→ **MATERIALE FORNITO**
##########
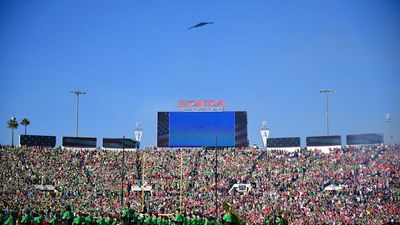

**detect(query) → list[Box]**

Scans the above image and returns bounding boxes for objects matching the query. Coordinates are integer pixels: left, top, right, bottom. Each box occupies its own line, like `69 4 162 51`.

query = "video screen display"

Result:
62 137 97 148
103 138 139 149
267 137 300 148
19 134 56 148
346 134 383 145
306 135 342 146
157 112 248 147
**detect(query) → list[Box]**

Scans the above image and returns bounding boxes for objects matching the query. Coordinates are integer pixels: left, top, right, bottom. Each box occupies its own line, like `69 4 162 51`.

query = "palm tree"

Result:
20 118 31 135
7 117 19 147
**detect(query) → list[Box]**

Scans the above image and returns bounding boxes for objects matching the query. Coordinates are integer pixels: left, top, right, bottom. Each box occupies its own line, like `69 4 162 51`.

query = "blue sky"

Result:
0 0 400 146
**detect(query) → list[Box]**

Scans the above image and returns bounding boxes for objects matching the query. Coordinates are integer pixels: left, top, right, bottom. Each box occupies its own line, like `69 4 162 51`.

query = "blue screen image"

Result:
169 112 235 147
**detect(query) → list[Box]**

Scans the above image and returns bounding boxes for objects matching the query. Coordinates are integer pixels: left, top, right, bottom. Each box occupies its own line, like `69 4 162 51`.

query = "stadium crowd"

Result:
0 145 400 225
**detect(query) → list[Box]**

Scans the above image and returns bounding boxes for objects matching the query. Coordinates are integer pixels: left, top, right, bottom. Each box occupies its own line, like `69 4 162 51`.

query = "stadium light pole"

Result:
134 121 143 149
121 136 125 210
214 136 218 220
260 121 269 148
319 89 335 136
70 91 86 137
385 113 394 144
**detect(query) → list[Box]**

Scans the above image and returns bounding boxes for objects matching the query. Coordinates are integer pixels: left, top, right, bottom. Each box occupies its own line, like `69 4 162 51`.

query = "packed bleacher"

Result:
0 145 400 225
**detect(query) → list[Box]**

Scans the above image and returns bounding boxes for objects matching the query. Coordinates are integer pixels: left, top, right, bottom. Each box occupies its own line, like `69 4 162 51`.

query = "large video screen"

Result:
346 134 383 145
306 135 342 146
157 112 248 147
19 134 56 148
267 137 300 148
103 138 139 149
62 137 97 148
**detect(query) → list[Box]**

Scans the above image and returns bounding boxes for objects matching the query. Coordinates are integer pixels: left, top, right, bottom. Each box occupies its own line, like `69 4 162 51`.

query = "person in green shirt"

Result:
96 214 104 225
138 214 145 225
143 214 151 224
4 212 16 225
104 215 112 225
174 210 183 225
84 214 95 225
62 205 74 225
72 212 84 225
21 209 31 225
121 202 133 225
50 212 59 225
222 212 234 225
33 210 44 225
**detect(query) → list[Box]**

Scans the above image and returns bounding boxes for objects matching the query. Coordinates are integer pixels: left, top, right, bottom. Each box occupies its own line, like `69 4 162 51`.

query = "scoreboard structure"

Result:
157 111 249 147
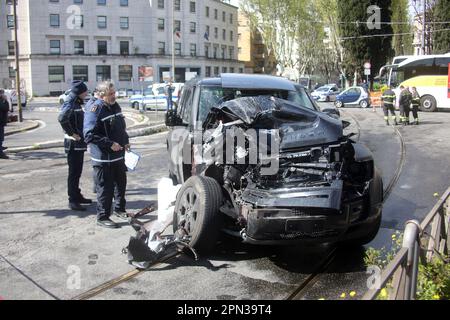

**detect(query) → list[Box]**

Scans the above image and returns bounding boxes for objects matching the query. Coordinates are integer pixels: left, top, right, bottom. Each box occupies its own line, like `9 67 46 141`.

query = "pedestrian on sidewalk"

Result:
##########
→ **CONSEGNA**
Conta quante righe qui sopra contengono la stringa "video", tenendo conto di maiuscole e minuscole. Scrivi soltanto il numero.

→ **SOLUZIONE**
2